> **INSTRUCTIONS FOR THE TASK**:
Copy each of the records below word for word.

> **DATA ROWS**:
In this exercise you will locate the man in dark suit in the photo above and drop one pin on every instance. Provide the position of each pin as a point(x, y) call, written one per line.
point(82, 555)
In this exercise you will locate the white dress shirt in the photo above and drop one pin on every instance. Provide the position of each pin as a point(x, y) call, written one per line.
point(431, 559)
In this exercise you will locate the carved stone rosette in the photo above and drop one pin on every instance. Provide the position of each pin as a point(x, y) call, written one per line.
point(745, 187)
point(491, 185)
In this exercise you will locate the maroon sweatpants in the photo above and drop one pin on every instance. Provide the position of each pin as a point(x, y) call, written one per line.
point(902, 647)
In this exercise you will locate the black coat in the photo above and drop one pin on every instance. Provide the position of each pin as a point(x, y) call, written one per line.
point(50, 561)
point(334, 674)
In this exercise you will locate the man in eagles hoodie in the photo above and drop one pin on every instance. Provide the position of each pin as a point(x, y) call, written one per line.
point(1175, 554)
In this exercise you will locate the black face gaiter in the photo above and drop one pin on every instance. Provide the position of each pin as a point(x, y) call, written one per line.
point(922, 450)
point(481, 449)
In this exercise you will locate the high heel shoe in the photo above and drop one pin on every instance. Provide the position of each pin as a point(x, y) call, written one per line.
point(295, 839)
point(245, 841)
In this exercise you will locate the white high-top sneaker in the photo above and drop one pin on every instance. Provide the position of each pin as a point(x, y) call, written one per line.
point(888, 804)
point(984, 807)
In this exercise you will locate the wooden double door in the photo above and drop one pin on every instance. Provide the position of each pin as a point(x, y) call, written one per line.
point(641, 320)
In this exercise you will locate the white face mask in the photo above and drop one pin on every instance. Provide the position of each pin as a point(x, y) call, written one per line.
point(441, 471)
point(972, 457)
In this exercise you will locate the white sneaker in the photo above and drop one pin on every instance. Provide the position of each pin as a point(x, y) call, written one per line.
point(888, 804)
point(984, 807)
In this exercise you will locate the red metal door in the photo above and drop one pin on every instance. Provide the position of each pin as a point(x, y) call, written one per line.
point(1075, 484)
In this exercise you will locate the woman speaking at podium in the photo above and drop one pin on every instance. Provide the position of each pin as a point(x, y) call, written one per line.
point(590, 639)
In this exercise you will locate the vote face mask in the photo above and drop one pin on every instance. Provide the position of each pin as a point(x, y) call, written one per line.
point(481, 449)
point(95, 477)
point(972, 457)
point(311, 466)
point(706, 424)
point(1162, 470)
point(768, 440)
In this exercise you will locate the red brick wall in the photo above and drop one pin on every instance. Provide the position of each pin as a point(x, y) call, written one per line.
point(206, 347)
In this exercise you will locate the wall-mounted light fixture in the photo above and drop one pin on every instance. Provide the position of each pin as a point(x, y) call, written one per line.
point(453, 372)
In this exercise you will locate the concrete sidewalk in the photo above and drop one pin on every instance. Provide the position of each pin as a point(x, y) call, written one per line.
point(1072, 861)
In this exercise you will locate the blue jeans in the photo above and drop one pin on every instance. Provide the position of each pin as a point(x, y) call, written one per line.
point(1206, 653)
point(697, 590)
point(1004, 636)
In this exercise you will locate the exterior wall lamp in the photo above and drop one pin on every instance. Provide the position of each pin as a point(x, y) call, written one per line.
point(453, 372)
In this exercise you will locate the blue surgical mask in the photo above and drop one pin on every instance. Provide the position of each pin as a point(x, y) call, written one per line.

> **SOLUTION TO THE PROBLEM**:
In this exercise you will locate the man in dark suit in the photo above and drop one pin on every instance. Provide the position of each pin as a point(x, y) call, written one per line.
point(82, 555)
In this exercise you will locate the white dress shirt in the photo above and drop one pin on every instance. Provide the position of each pin as a point(x, y) call, written one per line.
point(431, 559)
In this exercise you will locate the carved stone rosette in the photo above and drop one pin on every instance. Provide the position of each pin as a point(x, y) call, written one per line.
point(745, 187)
point(491, 185)
In this exercise you will locate the maroon sweatpants in the photo above and drop one pin on every instance. Provide the position of each pin as a point(x, y) call, written one per line.
point(902, 647)
In this exercise you will locate the black coat in the photo above and drop one pin on every instance. Provide the position of each pin as a point(x, y) call, written one per line.
point(50, 561)
point(334, 674)
In this exercise you will locate the man in eagles hoodie in the photo above and drop one pin on every instance. Provide the position of each pin as a point(x, y) call, written one per line.
point(1175, 554)
In this exercise you will locate the black face gaiter in the photo above and drop one pin on every instance. Provide the position of each pin as a point(x, y) call, written one per line.
point(922, 450)
point(481, 449)
In this exercise you will locate the high heel shoe in the photo above and drop one pin on every instance. Provide the position of each pin as a point(x, y) call, written one per line.
point(295, 839)
point(245, 841)
In this exercise you will locate the white high-top sneaker in the photo above and drop one pin on every instance. Provide the position of each pin as a point(x, y) call, written one per line.
point(888, 804)
point(984, 807)
In this exercise you will locate the wooden double door in the photo above and drop one pin on every instance. Provide the position of each pin as a point(x, y) call, written one per line.
point(641, 320)
In this exercise you will locate the white face mask in the photo above and drop one pin on every instance. Provide the position of each pin as a point(x, y) call, written one per line.
point(441, 471)
point(972, 457)
In this exercise you will locate the white sneaker in the photo above and drop one pin on every instance. Provide the position of each pin as a point(x, y) call, written one per line.
point(888, 804)
point(984, 807)
In this exercise you will locate the red metal door in the photo above and drop one pin on every instance. Provide the position of each pin as a point(x, y) call, written one per line.
point(1075, 484)
In this exercise you will locate the woman speaking at podium in the photo above and drop one pin on every instance. Provide the position of each pin as a point(x, y) call, written one per line.
point(590, 639)
In this exercise you will locate the vote face mask in the photo above and drop one pin on every instance. Provide the position of each pin as a point(x, y) call, written one per line.
point(481, 449)
point(95, 477)
point(972, 457)
point(311, 466)
point(706, 424)
point(1162, 470)
point(768, 440)
In this exercise you will locate the red brick wall in the photo above and drop one pin on every instance. Provide the position of each pin as a point(x, y) call, written one per line.
point(206, 347)
In this exercise you will locate the wall-mounted light fixture in the photo above and drop one pin on every instance. Provide the position of each pin as a point(x, y) call, written one per line.
point(453, 372)
In this exercise you will locate the concrete sidewalk in the photo above and drop one pin on every instance. Provide the position of each pin as a point(x, y) call, written one per line.
point(1072, 861)
In this exercise you will locate the blue jeans in the photo above and drop one pin on every instance. Provide the position of each pin as a point(x, y) call, written one per line.
point(1206, 653)
point(697, 590)
point(1004, 636)
In this exercise you will locate the exterior wall lamp in the photo above and drop one pin on every instance. Provide the position of each pin as a point(x, y) call, written one per line.
point(453, 372)
In this exercise you will locate the blue surgical mask in the photo above and drop one pin on every instance. Provide the position of each pin as a point(x, y) call, written one per line.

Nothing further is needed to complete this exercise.